Position identification records:
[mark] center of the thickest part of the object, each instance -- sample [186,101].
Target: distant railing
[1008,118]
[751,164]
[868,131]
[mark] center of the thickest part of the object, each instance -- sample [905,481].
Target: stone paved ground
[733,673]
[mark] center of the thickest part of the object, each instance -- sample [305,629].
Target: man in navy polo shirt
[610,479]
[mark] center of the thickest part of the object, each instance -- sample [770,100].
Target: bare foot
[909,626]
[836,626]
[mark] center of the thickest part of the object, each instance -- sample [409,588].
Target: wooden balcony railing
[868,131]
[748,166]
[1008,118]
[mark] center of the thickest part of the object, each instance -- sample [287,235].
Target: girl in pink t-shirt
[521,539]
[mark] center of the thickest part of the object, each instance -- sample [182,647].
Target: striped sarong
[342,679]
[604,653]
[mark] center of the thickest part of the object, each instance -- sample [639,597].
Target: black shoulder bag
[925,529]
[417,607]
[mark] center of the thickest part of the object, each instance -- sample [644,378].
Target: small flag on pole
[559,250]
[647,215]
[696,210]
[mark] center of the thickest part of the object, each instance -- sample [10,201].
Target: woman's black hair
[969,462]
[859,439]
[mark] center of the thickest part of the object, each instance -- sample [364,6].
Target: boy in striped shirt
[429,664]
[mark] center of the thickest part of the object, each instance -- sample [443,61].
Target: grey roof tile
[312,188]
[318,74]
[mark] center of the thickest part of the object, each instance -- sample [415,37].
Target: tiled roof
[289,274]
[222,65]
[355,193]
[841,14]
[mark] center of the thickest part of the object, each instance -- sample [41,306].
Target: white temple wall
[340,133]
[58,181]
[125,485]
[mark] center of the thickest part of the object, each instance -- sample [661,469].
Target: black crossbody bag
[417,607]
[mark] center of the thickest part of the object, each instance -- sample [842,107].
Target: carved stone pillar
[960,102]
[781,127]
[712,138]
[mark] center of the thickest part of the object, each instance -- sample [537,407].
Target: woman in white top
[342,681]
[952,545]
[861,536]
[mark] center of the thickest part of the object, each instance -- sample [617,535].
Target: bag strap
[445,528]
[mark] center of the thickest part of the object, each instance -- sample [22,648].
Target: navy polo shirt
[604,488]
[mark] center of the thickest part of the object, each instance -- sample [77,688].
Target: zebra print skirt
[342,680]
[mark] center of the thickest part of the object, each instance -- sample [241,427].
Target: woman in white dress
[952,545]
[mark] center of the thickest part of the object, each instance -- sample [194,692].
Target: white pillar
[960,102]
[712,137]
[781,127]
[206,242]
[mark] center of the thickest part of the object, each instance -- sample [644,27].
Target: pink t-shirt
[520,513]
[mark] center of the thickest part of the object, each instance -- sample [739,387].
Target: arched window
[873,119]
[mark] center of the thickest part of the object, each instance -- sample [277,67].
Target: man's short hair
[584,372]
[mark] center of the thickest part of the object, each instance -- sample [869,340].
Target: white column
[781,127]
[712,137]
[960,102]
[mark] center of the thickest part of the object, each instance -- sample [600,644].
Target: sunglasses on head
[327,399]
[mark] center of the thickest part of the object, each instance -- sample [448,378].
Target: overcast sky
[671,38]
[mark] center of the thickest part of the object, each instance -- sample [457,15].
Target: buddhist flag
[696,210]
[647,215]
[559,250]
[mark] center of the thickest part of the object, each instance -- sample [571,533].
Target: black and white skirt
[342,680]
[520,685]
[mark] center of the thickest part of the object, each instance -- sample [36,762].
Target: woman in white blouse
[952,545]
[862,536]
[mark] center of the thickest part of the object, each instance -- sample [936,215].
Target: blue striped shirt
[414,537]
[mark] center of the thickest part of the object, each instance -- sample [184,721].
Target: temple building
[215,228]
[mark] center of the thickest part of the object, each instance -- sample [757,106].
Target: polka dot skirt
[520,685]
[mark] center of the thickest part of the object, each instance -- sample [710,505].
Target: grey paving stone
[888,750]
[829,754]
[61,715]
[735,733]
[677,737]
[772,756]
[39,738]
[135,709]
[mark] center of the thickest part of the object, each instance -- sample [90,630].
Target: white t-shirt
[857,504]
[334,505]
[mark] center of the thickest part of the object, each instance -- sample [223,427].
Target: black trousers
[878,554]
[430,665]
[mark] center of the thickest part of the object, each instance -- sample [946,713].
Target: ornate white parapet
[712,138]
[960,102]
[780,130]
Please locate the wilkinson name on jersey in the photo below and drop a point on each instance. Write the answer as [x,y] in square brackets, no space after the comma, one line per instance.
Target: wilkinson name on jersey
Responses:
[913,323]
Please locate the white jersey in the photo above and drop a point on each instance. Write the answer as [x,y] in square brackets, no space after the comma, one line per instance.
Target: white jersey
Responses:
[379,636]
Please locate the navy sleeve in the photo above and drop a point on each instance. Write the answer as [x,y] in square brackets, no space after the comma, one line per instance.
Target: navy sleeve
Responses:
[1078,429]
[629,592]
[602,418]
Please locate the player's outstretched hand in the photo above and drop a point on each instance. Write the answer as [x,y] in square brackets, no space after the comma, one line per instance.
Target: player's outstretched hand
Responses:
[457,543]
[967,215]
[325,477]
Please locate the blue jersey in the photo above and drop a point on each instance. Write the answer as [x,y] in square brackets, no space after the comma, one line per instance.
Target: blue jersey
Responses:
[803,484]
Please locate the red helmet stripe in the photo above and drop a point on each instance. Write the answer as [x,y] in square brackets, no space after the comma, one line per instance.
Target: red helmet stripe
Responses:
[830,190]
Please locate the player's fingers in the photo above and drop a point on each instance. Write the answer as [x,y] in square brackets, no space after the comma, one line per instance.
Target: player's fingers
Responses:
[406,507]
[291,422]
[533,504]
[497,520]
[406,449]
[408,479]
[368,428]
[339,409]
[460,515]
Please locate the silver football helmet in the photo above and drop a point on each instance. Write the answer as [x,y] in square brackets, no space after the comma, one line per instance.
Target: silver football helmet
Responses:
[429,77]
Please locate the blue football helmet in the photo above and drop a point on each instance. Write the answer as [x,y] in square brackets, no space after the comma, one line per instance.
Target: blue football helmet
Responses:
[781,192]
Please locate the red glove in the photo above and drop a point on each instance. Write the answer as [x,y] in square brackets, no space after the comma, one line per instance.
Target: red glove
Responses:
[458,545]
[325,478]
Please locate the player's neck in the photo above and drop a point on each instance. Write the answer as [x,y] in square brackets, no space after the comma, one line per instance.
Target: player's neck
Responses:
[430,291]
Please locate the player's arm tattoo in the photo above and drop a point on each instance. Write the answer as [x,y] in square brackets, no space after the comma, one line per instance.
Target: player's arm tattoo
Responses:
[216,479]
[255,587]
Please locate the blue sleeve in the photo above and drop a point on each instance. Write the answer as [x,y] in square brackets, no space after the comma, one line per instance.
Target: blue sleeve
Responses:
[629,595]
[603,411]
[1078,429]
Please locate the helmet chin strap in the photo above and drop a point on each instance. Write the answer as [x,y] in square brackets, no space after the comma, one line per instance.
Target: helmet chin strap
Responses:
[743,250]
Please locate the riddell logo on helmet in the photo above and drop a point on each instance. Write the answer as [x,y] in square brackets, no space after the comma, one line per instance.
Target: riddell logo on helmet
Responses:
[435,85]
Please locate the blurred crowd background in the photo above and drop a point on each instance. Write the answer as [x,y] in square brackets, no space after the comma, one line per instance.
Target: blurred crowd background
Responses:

- [DESCRIPTION OF THE TASK]: The records above are to be copied in full, exactly as written.

- [FINAL RESULT]:
[mark] center of the thickest part of the object, each instance -- sample [186,101].
Target: distant railing
[1008,118]
[751,164]
[868,131]
[mark] center of the thickest part of the object, each instance -- sample [905,481].
Target: stone paved ground
[733,673]
[mark] center of the thickest part of the object, each instance -- sample [305,629].
Target: man in navy polo shirt
[610,479]
[mark] center of the thickest part of the object, each instance -- sample [770,100].
Target: bare foot
[909,626]
[836,626]
[mark] center of the thickest part of the object, each instance -- sample [409,588].
Target: wooden balcony railing
[868,131]
[748,166]
[1008,118]
[mark] center of the thickest part of the object, each instance -- sample [287,235].
Target: girl in pink t-shirt
[521,539]
[mark] center of the thickest part of the object, each instance -- sample [182,647].
Target: striped sarong
[342,679]
[604,653]
[mark] center of the thickest part of the object, each instance -- sample [639,597].
Target: black shoulder bag
[925,529]
[417,607]
[mark] center of the thickest part of the object, each instance -- sample [644,378].
Target: small flag on pole
[559,250]
[647,215]
[696,210]
[mark] center of the thickest part of the object, each instance -- sample [10,201].
Target: woman's black hair
[969,462]
[859,439]
[mark] center of the thickest part of the object, each instance -- sample [364,6].
Target: boy in striped shirt
[429,664]
[mark] center of the thickest part of the object, each instance -- sample [443,61].
Target: grey roof tile
[312,188]
[318,74]
[mark] center of the thickest part of the object, each instance -- sample [415,37].
Target: tiled roof
[289,274]
[222,65]
[355,193]
[841,14]
[mark] center of the thickest part of the object, each instance -- sample [41,306].
Target: white temple wall
[340,133]
[58,181]
[125,485]
[mark] center of the thickest part of the object, each instance -- sample [661,469].
Target: black crossbody bag
[417,607]
[mark] center of the thickest part of the object, each instance -- sample [842,107].
Target: carved stone pillar
[960,102]
[781,127]
[712,138]
[mark] center of the thickest part of the object, each instance -- sample [537,407].
Target: woman in white top
[342,681]
[952,545]
[861,536]
[mark] center of the thickest part of the object, each instance -- sample [617,535].
Target: bag strap
[445,528]
[mark] center of the thickest part of the object, each instance -- sample [22,648].
Target: navy polo shirt
[604,488]
[mark] center of the thickest part of the object, each instance -- sample [77,688].
Target: zebra print skirt
[342,680]
[mark] center of the thickest part of the object, each instance -- sample [241,427].
Target: woman in white dress
[952,545]
[mark] center of the thickest part of the object, each instance -- sample [194,692].
Target: white pillar
[960,102]
[712,137]
[781,127]
[206,242]
[mark] center of the thickest part of the object, each instance -- sample [644,27].
Target: pink t-shirt
[520,513]
[mark] center of the thickest part of the object, each instance -- sample [739,387].
Target: arched window
[873,119]
[mark] center of the thickest part of the object, each instance -- sample [277,67].
Target: man's short hair
[584,372]
[mark] center of the thickest part of the object, each instance -- sample [869,340].
Target: white column
[781,127]
[712,137]
[960,102]
[mark] center of the thickest part of the object, each instance -- sample [600,644].
Target: sunglasses on head
[327,399]
[mark] center of the thickest part of the object, each instance -- sample [448,378].
Target: overcast sky
[671,38]
[mark] center of the thickest part of the object, each instance -- sample [457,15].
Target: buddhist flag
[696,210]
[647,215]
[559,250]
[mark] center of the thickest part of the object, each instance -- sample [571,533].
Target: black and white skirt
[342,680]
[520,685]
[mark] center of the thickest part of the object, each instance -- sample [36,762].
Target: woman in white blouse
[952,545]
[862,536]
[mark] center of the thickest part of the object, each instance -- sample [936,215].
Target: blue striped shirt
[414,537]
[mark] center of the thickest part of the object, each instance -- sample [184,721].
Target: temple building
[215,228]
[mark] center of the thickest part of the object, each instance -- sample [757,106].
Target: polka dot skirt
[520,685]
[mark] center of the thickest part of the object, each instance -- sample [710,505].
Target: grey paving stone
[888,750]
[829,754]
[61,715]
[735,733]
[677,737]
[772,756]
[39,738]
[135,709]
[mark] center of the thickest part of the object, each instance -- sample [90,630].
Target: white t-shirt
[857,504]
[334,505]
[mark] center of the thickest part of the object, each instance -- sample [223,427].
Target: black trousers
[878,554]
[430,665]
[mark] center of the thickest part of the object, each instance -- sample [946,713].
Target: ornate white parapet
[712,138]
[960,102]
[780,130]
Please locate the wilkinson name on jersey in the photo below and drop a point on each instance. Write the answer as [x,y] in square brackets, no space after the comma, one line per instance.
Target: wilkinson name on jersey
Responses:
[913,323]
Please locate the white jersey in the photo above and drop a point on each instance. Write the answer as [x,y] in square brackets, no space after the comma, one line per instance.
Target: white jersey
Responses:
[379,636]
Please locate the navy sleeve in the photo above and drop a point on each instance. Write the answer as [x,y] in square brackets, no space after the comma, one line per instance.
Target: navy sleeve
Responses:
[1078,429]
[629,592]
[602,418]
Please locate the player's outstretched hand in the photo above and drop a point on each instance. Write the answer as [x,y] in square brackets, no space after the comma, one line per instance.
Target: player's outstretched hand
Responses:
[457,543]
[967,215]
[325,477]
Please locate the blue jersey in the photo above and drop a point on each instance. Write the answer as [x,y] in square brackets, no space after the comma, one line per instance.
Target: blue jersey
Responses:
[803,484]
Please locate the red helmet stripe in the photo above and drop a point on each instance. Write the answer as [x,y] in square brackets, no space after the comma, one line per instance.
Target: red helmet stripe
Responses:
[830,190]
Please locate the player's fingers in the photo above and drop a point on each instance. Write the answer as [x,y] in square brackets, no space after the comma, one line per instance.
Target: player's fingers
Responses:
[406,507]
[291,422]
[533,504]
[497,520]
[406,449]
[408,479]
[368,428]
[339,409]
[460,515]
Please locate the silver football helmet in the photo above and drop a point on each instance. Write the answer as [x,y] in square brackets, no space after the comma, one line per instance.
Target: silver football helmet
Responses:
[429,77]
Please locate the blue football helmet in the photo above and drop a point on each instance. Write the answer as [x,y] in square brackets, no space after the comma, one line per instance.
Target: blue football helmet
Responses:
[781,192]
Please locate the red glove in the photo above and drop a point on each instance. Write the answer as [x,y] in square brackets, no space after the comma, one line per instance.
Target: red glove
Responses:
[458,545]
[325,478]
Please locate the player's neck in the photo above and drop a point on each instance. Write the answer as [x,y] in square brackets, no space after the comma, one line per instance.
Target: player's neck
Responses:
[430,291]
Please locate the player's arm tattoo in the photo above and drop a point on each instance. Write the answer as [x,y] in square brackets, no space after the comma, one line per instance.
Target: player's arm tattoo
Responses:
[216,479]
[255,587]
Please locate the blue sleeve in the photo above and drop a point on each instance. Write the answer as [x,y] in square brackets, no space after the comma, one line per instance.
Target: blue sleeve
Responses:
[629,595]
[603,411]
[1078,429]
Please locate the helmet chin strap in the photo above and drop a point on each instance. Write the answer as [x,y] in square brackets, no space after the comma, one line per instance.
Target: helmet chin strap
Responses:
[743,250]
Please locate the riddell logo on helmet in the photo above and drop a point on each instance. Write the answer as [x,y] in square brackets, no space after the comma, one line per instance.
Target: riddell logo on helmet
Responses:
[435,85]
Please locate the blurred crowd background in the photo above and drop a point on each instance. Write the answer as [x,y] in square brackets, no space after the comma, one line per instance.
Target: blurred crowd background
Responses:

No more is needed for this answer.